• **Document section**:
────
Israeli offensive: 56 including 14 children killed in Gaza City

Hamas City commander also killed
Gaza City: Gaza’s ministry of health said the overall death toll since the latest offensive began stood at 56, including 14 children as more than 300 others have been wounded.
Six Israelis have also been killed, the Israeli army said claiming that about 1,500 rockets have been fired from Gaza towards various locations in Israel and they have added reinforcements near the enclave’s eastern lands.
Meanwhile, heavy bombardment on the Gaza Strip has continued into Wednesday as Israeli forces launched intensive raids on various locations across the besieged coastal territory.
Hamas, the group that rules the Gaza Strip, confirmed that its Gaza City commander, Bassem Issa, was killed in an Israeli airstrike along with other senior members of the group.
Local sources said Israeli fighter jets bombed sites belonging to Palestinian armed groups, in addition to security and police buildings. In Gaza City’s Tel al-Hawa neighbourhood, a pregnant woman, Reema Telbani and her child were killed by an Israeli attack on their home.
Mairav Zonszein, a senior analyst on Israel and Palestine at Crisis Group, told Al Jazeera that the level of unrest and violence in mixed Israeli-Palestinian cities was “unprecedented”.
“This is a convergence of many different factors. Unfortunately, in some ways the chickens have come home to roost. Israeli policies in mixed Israeli-Palestinian towns has never really been one of co-existence.
────
• **Supplied data**:
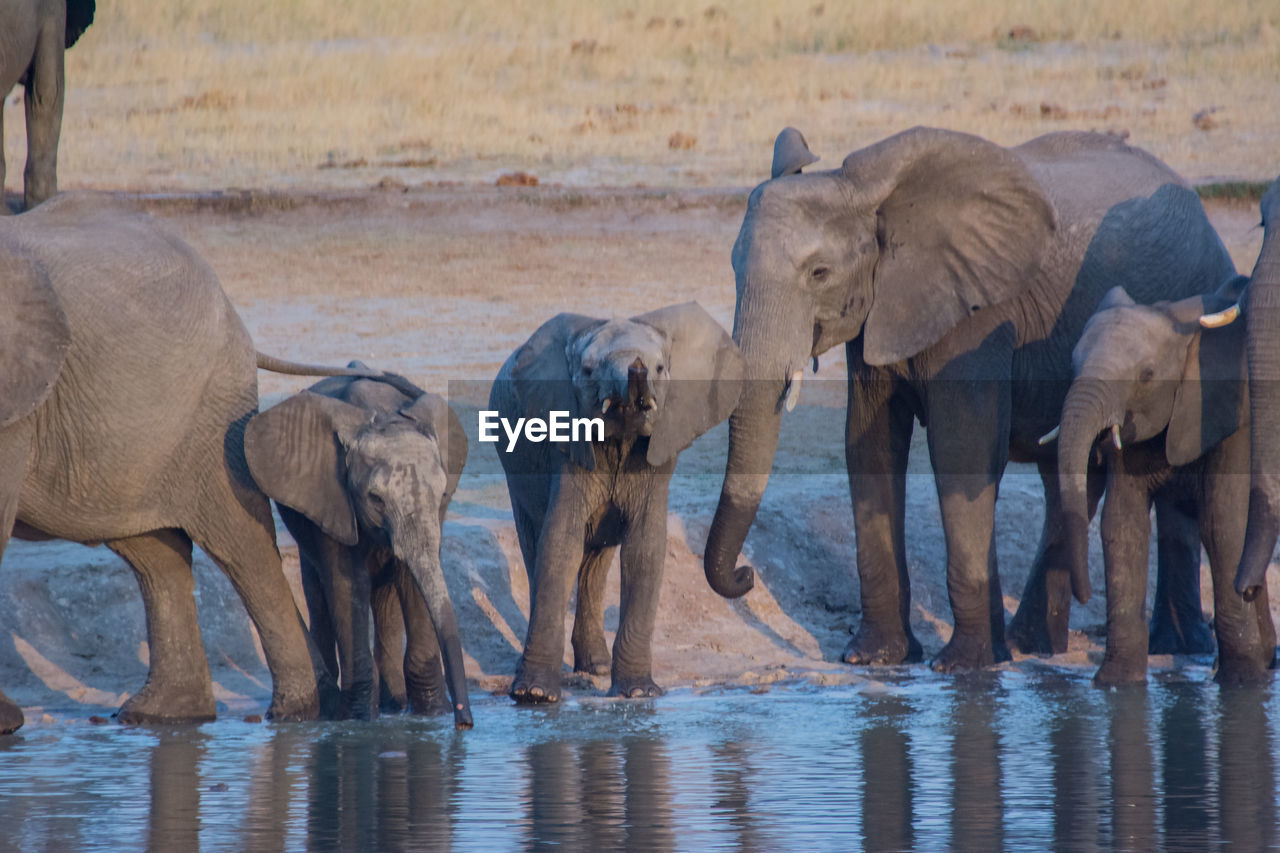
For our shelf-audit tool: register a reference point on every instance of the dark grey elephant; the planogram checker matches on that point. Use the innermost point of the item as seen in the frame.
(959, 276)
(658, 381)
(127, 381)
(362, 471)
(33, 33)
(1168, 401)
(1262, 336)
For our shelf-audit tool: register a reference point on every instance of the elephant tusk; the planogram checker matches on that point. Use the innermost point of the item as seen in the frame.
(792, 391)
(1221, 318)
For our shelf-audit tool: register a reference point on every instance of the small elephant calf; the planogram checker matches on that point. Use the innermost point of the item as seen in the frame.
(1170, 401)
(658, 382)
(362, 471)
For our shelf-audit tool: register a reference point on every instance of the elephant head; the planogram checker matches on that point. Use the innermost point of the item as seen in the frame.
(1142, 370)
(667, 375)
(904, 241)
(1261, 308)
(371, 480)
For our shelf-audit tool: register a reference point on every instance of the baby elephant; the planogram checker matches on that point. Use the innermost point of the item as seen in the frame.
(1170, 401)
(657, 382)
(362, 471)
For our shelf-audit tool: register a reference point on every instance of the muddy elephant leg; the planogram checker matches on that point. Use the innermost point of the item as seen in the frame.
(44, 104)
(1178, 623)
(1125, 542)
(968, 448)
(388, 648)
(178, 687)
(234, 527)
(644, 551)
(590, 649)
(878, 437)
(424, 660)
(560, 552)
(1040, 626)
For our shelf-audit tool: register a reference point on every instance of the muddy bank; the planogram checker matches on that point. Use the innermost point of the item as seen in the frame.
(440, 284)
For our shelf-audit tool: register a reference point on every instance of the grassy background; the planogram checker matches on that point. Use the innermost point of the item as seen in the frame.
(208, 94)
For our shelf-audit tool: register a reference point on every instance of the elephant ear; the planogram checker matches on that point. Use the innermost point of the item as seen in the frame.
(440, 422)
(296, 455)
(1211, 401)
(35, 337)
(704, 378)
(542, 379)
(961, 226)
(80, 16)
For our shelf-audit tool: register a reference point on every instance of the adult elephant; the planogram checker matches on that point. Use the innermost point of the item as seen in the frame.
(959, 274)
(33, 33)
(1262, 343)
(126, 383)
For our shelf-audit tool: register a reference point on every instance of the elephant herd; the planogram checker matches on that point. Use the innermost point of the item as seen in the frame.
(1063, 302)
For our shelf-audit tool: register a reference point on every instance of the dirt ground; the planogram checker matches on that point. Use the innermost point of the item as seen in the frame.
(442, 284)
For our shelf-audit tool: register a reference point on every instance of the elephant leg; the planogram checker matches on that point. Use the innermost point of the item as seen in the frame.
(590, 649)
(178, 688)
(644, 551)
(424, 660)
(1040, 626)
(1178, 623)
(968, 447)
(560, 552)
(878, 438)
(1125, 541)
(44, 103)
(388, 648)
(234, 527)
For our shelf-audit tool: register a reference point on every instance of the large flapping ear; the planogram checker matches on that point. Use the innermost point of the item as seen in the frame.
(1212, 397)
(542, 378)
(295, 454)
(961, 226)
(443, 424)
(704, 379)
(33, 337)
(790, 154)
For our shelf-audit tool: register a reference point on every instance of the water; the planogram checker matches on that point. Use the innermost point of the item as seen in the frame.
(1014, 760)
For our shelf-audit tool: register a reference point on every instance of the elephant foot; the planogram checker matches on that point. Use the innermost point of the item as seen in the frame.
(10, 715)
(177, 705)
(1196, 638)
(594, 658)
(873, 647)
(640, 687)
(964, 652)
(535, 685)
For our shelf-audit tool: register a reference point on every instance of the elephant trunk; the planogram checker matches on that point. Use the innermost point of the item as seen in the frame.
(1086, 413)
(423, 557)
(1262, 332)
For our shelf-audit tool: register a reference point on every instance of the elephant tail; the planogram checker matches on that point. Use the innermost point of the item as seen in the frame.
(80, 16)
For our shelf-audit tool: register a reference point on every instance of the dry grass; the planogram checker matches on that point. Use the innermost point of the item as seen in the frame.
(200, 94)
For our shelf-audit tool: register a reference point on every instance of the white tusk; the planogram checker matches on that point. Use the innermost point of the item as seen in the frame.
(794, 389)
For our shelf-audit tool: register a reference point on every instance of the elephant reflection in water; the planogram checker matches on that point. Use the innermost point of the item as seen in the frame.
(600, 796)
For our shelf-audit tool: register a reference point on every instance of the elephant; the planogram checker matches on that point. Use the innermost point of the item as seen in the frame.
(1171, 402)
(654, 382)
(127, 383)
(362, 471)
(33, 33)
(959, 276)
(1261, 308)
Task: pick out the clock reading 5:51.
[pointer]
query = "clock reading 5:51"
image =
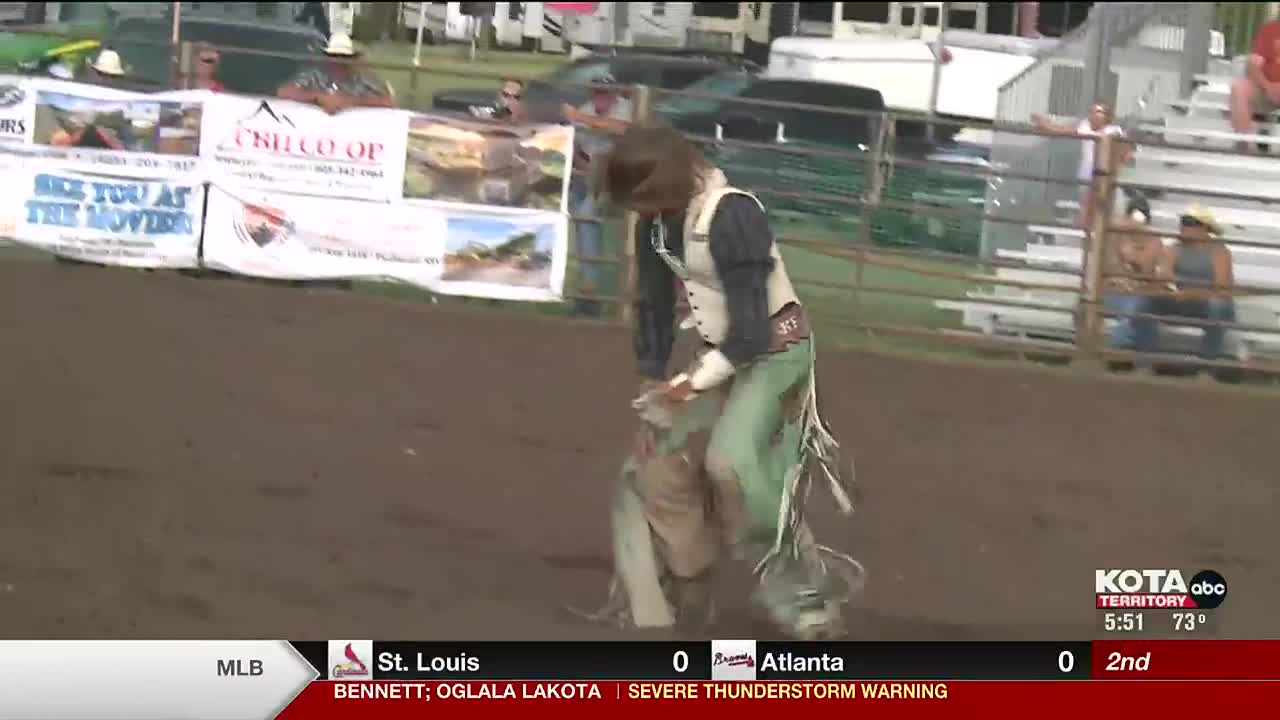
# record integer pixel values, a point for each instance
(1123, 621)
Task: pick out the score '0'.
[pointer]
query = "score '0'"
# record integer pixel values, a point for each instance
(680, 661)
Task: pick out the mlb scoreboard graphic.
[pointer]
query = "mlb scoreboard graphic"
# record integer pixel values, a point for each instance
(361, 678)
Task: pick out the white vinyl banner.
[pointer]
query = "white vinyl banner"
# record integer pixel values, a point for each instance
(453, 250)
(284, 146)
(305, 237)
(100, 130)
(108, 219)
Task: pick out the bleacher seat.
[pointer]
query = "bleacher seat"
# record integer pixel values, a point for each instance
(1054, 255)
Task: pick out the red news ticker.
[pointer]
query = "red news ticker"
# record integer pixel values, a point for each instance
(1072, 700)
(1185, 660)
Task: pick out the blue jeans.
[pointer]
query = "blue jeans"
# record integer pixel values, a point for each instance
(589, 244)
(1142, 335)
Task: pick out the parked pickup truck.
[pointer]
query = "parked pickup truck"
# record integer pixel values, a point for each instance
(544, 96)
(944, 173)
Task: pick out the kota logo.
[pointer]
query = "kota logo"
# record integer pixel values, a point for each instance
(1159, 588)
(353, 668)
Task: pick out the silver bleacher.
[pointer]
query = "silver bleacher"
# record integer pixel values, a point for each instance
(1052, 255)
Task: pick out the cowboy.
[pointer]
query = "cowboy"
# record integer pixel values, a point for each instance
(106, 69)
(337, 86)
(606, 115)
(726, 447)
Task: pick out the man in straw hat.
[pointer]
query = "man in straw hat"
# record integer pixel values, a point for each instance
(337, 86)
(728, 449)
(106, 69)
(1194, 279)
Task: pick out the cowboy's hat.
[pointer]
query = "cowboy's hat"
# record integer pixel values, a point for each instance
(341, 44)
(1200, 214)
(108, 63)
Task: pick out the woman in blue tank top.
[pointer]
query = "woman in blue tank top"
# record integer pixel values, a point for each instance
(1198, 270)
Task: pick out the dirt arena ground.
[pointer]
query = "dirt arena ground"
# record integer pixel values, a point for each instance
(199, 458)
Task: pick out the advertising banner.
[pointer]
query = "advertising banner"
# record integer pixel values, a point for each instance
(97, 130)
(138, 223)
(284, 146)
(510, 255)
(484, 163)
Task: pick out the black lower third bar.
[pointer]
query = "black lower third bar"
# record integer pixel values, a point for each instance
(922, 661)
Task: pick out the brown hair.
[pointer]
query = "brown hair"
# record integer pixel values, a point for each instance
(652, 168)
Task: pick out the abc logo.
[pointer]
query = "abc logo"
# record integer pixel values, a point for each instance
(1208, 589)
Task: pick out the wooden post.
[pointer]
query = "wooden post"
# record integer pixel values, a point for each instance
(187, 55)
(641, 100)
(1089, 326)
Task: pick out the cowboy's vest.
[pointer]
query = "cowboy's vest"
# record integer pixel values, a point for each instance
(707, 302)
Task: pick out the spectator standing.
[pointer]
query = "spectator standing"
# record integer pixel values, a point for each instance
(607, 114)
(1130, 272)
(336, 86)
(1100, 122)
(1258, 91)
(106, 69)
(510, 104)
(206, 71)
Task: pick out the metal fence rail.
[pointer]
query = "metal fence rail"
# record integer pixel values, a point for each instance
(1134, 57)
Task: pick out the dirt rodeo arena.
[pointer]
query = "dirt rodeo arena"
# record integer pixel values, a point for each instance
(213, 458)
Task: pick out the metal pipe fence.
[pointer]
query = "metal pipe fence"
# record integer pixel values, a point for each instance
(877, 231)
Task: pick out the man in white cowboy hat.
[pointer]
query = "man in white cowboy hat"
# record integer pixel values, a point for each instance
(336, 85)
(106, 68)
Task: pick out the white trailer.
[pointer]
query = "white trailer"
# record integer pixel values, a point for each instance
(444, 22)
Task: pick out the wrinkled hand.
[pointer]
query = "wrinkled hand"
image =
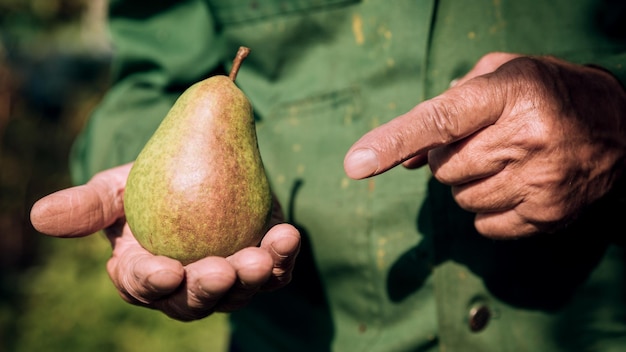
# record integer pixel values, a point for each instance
────
• **Exercise prompt**:
Please pick up the news report on the Gaza offensive and carry it on from the point where it stops. The lines here have no connection to the Gaza news report.

• **Answer section**:
“There has been the same discrimination that you see in east Jerusalem happens inside Israel as well – in terms of housing policy discrimination, in rights, in all aspects of life, crime and negligence of the Israeli government – which Palestinian, Arab-Israeli parties have been calling out for years, asking for higher budgets, asking the police to rein in this violence. None of that has been happening, the government has neglected that,” explained ZonsZein.
“What we are seeing is the result (of this) together with the convergence of what’s been happening in east Jerusalem and in Gaza.”
“Coexistence has always been an illusion – Israel has a policy of discrimination on all fronts,” she added.
Meanwhile, Director of Al Shifa Hospital, Mohammed Abu Silmiya, said that Israeli attacks on the Gaza Strip have put pressure on a medical system which was already stretched to the breaking point.
“The situation is more than dire, simply because the Gaza strip has been under a tight siege for the past 14 years, he said, explaining that both the siege and coronavirus pandemic have exhausted Gaza’s health sector.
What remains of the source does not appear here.